** Start of Entries provided **
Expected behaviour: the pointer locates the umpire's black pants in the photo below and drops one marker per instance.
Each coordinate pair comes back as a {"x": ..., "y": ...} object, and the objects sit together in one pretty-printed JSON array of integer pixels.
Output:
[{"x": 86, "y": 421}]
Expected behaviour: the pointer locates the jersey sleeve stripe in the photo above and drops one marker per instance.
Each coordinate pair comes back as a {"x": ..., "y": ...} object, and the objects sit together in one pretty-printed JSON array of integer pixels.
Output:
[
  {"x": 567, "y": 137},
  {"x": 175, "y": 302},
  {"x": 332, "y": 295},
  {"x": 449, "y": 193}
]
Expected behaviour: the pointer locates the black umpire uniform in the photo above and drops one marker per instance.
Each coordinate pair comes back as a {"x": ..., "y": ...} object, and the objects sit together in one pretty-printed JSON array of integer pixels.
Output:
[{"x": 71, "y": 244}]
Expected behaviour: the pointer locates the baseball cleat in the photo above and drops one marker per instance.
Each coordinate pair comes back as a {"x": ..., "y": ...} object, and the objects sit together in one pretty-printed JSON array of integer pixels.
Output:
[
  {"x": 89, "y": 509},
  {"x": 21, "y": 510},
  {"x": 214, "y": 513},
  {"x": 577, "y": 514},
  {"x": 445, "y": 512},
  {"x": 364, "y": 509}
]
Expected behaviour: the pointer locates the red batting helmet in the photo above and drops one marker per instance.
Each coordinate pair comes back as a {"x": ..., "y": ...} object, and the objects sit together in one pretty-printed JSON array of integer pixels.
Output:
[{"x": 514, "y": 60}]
** End of Entries provided **
What you should do> Render the part of the records that opens with the line containing "Expected behaviour: the pointer locates the red" and runs through the end of the records as a JSON list of strings. Give one string per line and leave out any blank lines.

Result of the task>
[
  "Expected behaviour: the pointer locates the red batting helmet in the photo above and drops one marker per instance.",
  "Each coordinate pair comes back as a {\"x\": ..., \"y\": ...} object, and the objects sit together in one pretty-printed JSON array of integer pixels.",
  "Output:",
  "[{\"x\": 514, \"y\": 60}]"
]